• [Lesetext]
'''
Re: Die traurige Geschichte des Frank-Peter (erfunden:)


Rund ums Thema Zeugen Jehovas

Geschrieben von Kattlick am 23. Mai 2001 22:16:01:

Als Antwort auf: Die traurige Geschichte des Frank-Peter (erfunden:) geschrieben von Kattlick am 21. Mai 2001 18:25:52:

Teil 3

An meine Freunde!

Als ich am 19.11. meinen ersten Beitrag ins Forum stellte, hatte ich niemals mit so viel Resonanz gerechnet.
Im Gegenteil, ich befürchtete übersehen oder schlimmer noch, verhöhnt zu werden.
Der einzige, der sich wirklich bemühte mir zuzuhören, war mein Freund Thoralf, den ich eventuell später noch mal in einer anderen Rubrik erwähnen möchte.
Vielen Dank noch mal an alle, die mir mit ihren Beiträgen Mut zugesprochen haben.
Ich möchte auch versuchen, alle Fragen, die mir gestellt werden, ehrlich zu beantworten.
'''
• [Arbeitsauftrag] Kürzen Sie den Absatz im Forumsbeitrag oben, der mit „Als ich am 19.11.“ beginnt, und bewahren Sie dabei seine wesentlichen Aussagen.

Dateneinträge
'''
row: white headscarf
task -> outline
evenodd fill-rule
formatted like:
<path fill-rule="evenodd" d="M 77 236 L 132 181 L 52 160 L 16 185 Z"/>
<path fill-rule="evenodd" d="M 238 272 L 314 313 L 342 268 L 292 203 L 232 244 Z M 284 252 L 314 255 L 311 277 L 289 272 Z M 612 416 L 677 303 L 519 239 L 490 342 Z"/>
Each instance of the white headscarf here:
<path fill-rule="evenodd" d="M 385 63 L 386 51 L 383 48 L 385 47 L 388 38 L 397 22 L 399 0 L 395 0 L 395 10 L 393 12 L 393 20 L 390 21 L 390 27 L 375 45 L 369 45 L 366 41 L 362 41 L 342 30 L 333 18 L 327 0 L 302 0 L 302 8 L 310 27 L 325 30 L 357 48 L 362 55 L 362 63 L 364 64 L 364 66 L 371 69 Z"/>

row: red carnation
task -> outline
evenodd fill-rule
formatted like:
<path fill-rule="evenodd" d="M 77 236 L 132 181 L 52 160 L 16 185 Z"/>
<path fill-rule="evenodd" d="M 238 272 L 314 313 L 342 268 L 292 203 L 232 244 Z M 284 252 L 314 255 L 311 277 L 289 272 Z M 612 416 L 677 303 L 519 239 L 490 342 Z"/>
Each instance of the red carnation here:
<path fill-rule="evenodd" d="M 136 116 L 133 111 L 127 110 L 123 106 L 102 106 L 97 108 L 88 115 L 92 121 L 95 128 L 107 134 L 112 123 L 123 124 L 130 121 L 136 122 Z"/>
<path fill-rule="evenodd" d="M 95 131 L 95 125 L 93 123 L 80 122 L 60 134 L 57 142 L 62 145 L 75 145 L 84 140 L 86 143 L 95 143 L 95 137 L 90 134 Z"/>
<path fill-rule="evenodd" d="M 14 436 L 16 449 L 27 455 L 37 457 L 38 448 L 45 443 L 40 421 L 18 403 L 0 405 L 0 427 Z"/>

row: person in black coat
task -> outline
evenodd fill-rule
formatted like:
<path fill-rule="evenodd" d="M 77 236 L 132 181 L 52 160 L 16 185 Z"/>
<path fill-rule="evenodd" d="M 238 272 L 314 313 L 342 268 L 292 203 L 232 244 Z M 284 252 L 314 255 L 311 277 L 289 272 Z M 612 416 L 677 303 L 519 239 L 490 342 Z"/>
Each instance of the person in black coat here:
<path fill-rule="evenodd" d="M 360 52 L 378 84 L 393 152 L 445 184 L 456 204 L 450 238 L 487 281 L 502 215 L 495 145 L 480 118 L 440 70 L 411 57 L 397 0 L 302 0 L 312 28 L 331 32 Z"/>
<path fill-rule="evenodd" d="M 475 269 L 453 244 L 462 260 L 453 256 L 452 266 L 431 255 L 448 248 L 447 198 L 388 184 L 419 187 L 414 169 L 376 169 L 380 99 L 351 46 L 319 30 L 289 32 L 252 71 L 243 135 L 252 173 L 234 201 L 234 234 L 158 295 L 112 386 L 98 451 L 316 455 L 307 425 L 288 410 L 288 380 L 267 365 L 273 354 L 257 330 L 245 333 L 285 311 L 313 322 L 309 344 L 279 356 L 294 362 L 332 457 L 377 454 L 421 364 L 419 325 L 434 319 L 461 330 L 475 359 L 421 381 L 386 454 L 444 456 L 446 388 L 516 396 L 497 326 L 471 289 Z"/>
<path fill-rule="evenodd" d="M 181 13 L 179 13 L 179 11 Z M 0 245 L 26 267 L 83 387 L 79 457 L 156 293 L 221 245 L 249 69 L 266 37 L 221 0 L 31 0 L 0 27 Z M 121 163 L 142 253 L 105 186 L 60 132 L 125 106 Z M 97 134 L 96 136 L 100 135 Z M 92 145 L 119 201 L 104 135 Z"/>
'''
• [Lösung] Mit so viel Resonanz auf meinen ersten Forumsbeitrag vom 19.11. hatte ich nicht gerechnet. Ich fürchtete eher, übersehen oder verhöhnt zu werden. Nur mein Freund Thoralf bemühte sich wirklich, mir zuzuhören. Ich danke allen, die mir Mut zugesprochen haben, und will versuchen, alle Fragen an mich ehrlich zu beantworten.